▸ **What is being asked**:
A word-for-word transcript of every entry is required.

▸ **Listed entries**:
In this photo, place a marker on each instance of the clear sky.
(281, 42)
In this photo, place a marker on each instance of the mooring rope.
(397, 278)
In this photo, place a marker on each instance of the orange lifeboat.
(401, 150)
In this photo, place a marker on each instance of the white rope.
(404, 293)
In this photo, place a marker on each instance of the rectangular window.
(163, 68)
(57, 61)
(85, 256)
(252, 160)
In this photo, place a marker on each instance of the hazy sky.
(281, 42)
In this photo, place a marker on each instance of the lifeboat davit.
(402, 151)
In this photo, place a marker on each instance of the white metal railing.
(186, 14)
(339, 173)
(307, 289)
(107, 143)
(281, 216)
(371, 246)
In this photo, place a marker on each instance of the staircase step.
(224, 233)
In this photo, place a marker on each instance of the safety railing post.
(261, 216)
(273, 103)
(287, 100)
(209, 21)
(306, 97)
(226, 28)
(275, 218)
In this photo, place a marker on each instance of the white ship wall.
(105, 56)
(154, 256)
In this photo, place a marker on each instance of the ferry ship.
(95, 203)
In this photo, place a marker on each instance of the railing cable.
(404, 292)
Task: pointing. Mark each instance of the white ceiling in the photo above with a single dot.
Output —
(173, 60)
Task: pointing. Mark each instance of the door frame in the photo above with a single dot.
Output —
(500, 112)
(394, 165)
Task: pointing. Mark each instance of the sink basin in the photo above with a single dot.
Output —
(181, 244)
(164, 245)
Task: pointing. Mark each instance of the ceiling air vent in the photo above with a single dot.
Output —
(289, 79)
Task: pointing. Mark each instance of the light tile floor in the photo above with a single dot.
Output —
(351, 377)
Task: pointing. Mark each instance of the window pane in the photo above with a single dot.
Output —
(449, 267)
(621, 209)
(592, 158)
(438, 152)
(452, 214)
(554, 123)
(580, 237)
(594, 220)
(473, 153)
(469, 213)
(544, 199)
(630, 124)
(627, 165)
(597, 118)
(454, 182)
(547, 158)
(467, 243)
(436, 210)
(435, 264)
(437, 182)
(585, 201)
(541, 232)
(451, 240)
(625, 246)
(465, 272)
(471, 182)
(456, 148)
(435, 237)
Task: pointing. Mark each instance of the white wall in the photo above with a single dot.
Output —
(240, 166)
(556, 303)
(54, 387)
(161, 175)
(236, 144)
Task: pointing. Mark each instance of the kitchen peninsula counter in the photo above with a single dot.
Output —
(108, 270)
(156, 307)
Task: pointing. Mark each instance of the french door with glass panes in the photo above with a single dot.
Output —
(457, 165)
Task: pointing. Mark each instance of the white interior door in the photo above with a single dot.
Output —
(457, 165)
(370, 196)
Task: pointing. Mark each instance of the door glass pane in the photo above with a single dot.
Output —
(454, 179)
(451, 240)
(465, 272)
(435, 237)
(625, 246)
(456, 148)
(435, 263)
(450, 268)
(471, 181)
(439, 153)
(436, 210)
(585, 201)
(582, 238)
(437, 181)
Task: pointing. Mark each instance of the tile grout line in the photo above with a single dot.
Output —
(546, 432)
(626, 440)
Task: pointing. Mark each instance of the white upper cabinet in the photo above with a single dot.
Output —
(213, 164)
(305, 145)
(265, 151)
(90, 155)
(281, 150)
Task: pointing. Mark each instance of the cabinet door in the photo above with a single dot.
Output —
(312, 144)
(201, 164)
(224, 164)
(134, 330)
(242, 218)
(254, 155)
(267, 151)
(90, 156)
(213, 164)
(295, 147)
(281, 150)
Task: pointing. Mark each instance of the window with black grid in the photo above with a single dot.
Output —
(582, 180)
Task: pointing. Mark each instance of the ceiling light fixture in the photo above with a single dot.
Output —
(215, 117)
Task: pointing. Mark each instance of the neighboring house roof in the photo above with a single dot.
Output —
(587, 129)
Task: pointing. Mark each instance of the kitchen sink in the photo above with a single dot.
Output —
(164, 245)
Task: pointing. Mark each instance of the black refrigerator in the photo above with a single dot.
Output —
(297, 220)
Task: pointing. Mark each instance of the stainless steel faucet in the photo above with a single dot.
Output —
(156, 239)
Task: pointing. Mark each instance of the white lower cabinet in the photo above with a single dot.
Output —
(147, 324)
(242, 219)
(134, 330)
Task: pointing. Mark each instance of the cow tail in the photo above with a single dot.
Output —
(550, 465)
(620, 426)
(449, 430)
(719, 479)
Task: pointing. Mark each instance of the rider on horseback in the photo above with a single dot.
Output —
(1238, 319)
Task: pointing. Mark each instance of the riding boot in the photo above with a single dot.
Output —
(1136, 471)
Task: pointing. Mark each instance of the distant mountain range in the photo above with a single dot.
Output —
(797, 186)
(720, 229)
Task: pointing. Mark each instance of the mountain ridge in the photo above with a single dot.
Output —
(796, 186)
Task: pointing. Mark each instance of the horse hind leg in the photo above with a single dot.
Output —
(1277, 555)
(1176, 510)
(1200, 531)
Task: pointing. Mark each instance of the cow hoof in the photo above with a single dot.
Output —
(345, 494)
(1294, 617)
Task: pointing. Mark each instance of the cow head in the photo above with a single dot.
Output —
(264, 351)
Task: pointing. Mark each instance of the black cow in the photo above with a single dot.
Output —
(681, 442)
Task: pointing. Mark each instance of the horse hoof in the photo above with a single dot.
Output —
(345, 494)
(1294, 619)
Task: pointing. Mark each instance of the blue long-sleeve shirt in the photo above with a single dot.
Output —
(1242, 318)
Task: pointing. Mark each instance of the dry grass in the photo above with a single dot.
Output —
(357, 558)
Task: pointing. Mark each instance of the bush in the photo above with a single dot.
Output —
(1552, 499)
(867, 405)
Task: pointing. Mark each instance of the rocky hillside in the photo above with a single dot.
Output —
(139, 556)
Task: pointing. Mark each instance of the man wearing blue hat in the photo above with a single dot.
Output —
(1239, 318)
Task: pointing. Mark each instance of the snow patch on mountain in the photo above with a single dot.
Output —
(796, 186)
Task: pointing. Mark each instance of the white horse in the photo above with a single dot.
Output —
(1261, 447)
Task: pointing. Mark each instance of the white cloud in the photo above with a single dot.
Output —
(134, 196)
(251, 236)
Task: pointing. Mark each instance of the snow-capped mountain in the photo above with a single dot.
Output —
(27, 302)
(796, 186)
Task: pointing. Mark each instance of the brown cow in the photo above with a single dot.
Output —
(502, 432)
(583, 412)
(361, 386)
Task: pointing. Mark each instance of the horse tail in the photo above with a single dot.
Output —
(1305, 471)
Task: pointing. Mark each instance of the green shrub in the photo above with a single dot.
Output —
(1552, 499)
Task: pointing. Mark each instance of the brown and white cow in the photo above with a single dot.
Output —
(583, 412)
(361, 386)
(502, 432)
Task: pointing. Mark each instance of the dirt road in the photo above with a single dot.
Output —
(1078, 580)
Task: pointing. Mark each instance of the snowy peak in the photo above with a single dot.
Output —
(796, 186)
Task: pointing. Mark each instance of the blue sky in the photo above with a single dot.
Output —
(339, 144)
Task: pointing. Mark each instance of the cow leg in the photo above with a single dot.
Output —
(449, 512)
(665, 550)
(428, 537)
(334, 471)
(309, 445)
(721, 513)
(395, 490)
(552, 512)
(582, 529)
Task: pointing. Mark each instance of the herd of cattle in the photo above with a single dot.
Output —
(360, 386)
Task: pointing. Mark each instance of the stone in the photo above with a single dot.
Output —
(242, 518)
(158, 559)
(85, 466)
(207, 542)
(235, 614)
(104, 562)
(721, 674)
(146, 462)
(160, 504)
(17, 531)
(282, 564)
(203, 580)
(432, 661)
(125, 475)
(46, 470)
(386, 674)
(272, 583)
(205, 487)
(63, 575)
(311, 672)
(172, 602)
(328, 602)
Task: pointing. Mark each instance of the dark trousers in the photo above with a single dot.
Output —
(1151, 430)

▸ **Response to this exercise**:
In this photo, place a marker on each instance of the clear sky.
(281, 42)
In this photo, place a marker on each instance of the mooring rope.
(397, 278)
In this photo, place a marker on each instance of the orange lifeboat.
(401, 150)
In this photo, place a marker on each instance of the white rope.
(404, 293)
In this photo, place a marker on each instance of the rectangular window.
(163, 68)
(57, 61)
(85, 256)
(252, 160)
In this photo, place a marker on each instance of the hazy sky.
(281, 42)
In this photo, place a marker on each instance of the lifeboat davit.
(402, 151)
In this photo, place a marker on each instance of the white metal railing.
(186, 14)
(339, 173)
(307, 289)
(107, 143)
(281, 216)
(371, 246)
In this photo, place a marker on each instance of the staircase step.
(224, 233)
In this photo, place a marker on each instance of the safety railing post.
(261, 216)
(273, 103)
(287, 100)
(209, 21)
(306, 97)
(226, 28)
(275, 218)
In this photo, place a marker on each instance of the white ship wall.
(105, 56)
(154, 256)
In this photo, place a marker on each instance of the ferry ship.
(95, 203)
In this photo, place a marker on each instance of the railing cable.
(404, 292)
Task: pointing. Mark each instance of the white ceiling in the photo above with a single dot.
Output —
(173, 60)
Task: pointing. Mark each instance of the door frame in the photo above with a single dot.
Output —
(500, 112)
(394, 165)
Task: pointing. Mark each instance of the sink basin in the photo above with a single dot.
Output —
(181, 244)
(164, 245)
Task: pointing. Mark each instance of the ceiling air vent in the photo above with a single dot.
Output —
(289, 79)
Task: pointing. Mark each instance of the light tile floor in the photo above with a single dot.
Output —
(351, 377)
Task: pointing. Mark each instance of the window pane in the photo above with a single dot.
Output —
(449, 267)
(621, 209)
(592, 158)
(438, 152)
(452, 214)
(554, 123)
(580, 237)
(594, 220)
(473, 153)
(469, 213)
(544, 199)
(630, 124)
(627, 165)
(597, 118)
(454, 182)
(547, 158)
(467, 243)
(436, 210)
(435, 264)
(437, 182)
(585, 201)
(541, 232)
(451, 240)
(625, 246)
(465, 272)
(471, 182)
(456, 148)
(435, 237)
Task: pointing. Mark each instance of the white wall in the photo above with a single dot.
Output —
(240, 166)
(556, 303)
(54, 387)
(161, 175)
(236, 144)
Task: pointing. Mark each instance of the kitchen peninsula counter in the photo above with a single dot.
Output —
(108, 270)
(156, 307)
Task: pointing. Mark each instance of the french door with glass panes in the photo above with a single dot.
Output —
(457, 165)
Task: pointing. Mark each instance of the white interior door in the photo above with a single dot.
Output —
(457, 165)
(370, 196)
Task: pointing. Mark each instance of the door glass pane in the photo above with a single dot.
Output —
(454, 179)
(451, 240)
(465, 272)
(435, 237)
(625, 246)
(456, 148)
(435, 263)
(450, 268)
(471, 181)
(439, 153)
(436, 210)
(585, 201)
(582, 238)
(437, 181)
Task: pointing. Mark each instance of the tile grout line in the photo above with a single dot.
Output —
(546, 432)
(626, 440)
Task: pointing. Mark each instance of the white upper cabinet in the photo above with a single dot.
Output —
(213, 164)
(305, 145)
(265, 151)
(90, 155)
(281, 150)
Task: pointing. Mark each instance of the cabinet door in the photo above with a single dot.
Output —
(312, 144)
(201, 164)
(224, 164)
(134, 330)
(242, 218)
(254, 155)
(267, 151)
(90, 156)
(213, 164)
(295, 147)
(281, 150)
Task: pointing. Mark each instance of the window with black grid in the photo above with a single dot.
Output —
(582, 180)
Task: pointing. Mark each instance of the ceiling light fixture in the photo above with a single dot.
Output —
(215, 117)
Task: pointing. Mark each instance of the neighboring house roof in the photo above with a single dot.
Output —
(587, 129)
Task: pointing. Mark each instance of the kitchen sink in the photo above with a single dot.
Output —
(164, 245)
Task: pointing. Mark each instance of the black refrigerator in the photo above with a single dot.
Output —
(297, 220)
Task: pointing. Mark each instance of the stainless steel faucet in the photo above with a single dot.
Output —
(156, 239)
Task: pointing. Mark each instance of the white lower cabinet in the photo above with a single dot.
Output —
(147, 324)
(242, 219)
(134, 330)
Task: pointing. Mark each instance of the cow tail in the photo above with a single dot.
Output —
(550, 465)
(620, 426)
(449, 430)
(719, 479)
Task: pointing. Mark each instance of the rider on horseback in the photo above with a single dot.
Output —
(1238, 319)
Task: pointing. Mark each instance of the riding boot in the photo above with a single dot.
Output —
(1136, 471)
Task: pointing. Mark each instance of the distant mountain range in the photo above with a single dot.
Output —
(797, 186)
(720, 229)
Task: pointing. Mark each instance of the mountain ridge in the photo above with a single dot.
Output —
(796, 186)
Task: pointing. Mark each instance of the horse hind leg in the photo above with a single dot.
Output —
(1277, 555)
(1176, 510)
(1200, 531)
Task: pointing. Mark each instance of the cow hoof in the photo above with a single dot.
Output —
(345, 494)
(1294, 617)
Task: pointing. Mark each instance of the cow head in the photo above with a single dot.
Output —
(264, 351)
Task: pointing. Mark each instance of the black cow in the photo above with a single dot.
Output —
(681, 442)
Task: pointing. Mark each instance of the horse hoof in the photo above with a single dot.
Output —
(345, 494)
(1294, 619)
Task: pointing. Mark each instance of the blue long-sleeve shirt in the photo above with a single dot.
Output —
(1242, 318)
Task: pointing. Mark each instance of the dry grass in the photo above with a single dot.
Output —
(357, 558)
Task: pointing. Mark each instance of the bush in the photo above with a single dot.
Output —
(1552, 499)
(867, 405)
Task: pointing. Mark each instance of the rocky hillside in the photo above with a single dot.
Output —
(139, 556)
Task: pointing. Mark each instance of the man wearing blue hat in the photo above with a single dot.
Output —
(1239, 318)
Task: pointing. Mark each instance of the snow patch on mountain in the photo above with a single dot.
Output —
(796, 186)
Task: pointing. Mark each instance of the white horse in the photo above with a single dot.
Output —
(1261, 447)
Task: pointing. Mark each instance of the white cloud in the photo above with a single dot.
Output —
(134, 196)
(251, 236)
Task: pointing. Mark each instance of the snow-capped mountain in the photo above with a single dot.
Output —
(27, 302)
(796, 186)
Task: pointing. Mark each instance of the brown cow in the photo above with a single dot.
Output —
(502, 432)
(583, 412)
(361, 386)
Task: pointing. Mark each instance of the horse tail in the photo above with a single dot.
Output —
(1305, 471)
Task: pointing. Mark each instance of the green shrub in the photo above with a single dot.
Output —
(1552, 499)
Task: pointing. Mark each instance of the brown and white cow in the photo above with a single dot.
Output —
(583, 412)
(361, 386)
(502, 432)
Task: pointing. Mark each instance of the dirt road in the photo above with a single dot.
Output —
(1078, 580)
Task: pointing. Mark each instance of the snowy peak in the photo above with a single dot.
Output —
(796, 186)
Task: pointing. Mark each instance of the blue sky in the photo above with a single dot.
Output —
(339, 144)
Task: pointing. Mark each instance of the cow leg in the photo above with a single dot.
Output —
(449, 512)
(665, 550)
(428, 537)
(334, 471)
(309, 445)
(721, 513)
(395, 490)
(552, 512)
(582, 529)
Task: pointing. Mark each instance of the herd of cattle in the photo above with a single dot.
Output —
(360, 386)
Task: pointing. Mark each instance of the stone in the photo above with a single dot.
Output —
(242, 518)
(158, 559)
(85, 466)
(207, 542)
(235, 614)
(104, 562)
(721, 674)
(146, 462)
(160, 504)
(17, 531)
(282, 564)
(203, 580)
(432, 661)
(125, 475)
(46, 470)
(386, 674)
(272, 583)
(205, 487)
(63, 575)
(311, 672)
(172, 602)
(328, 602)
Task: pointing. Mark each instance of the dark trousers in the photo above with a single dot.
Output —
(1151, 430)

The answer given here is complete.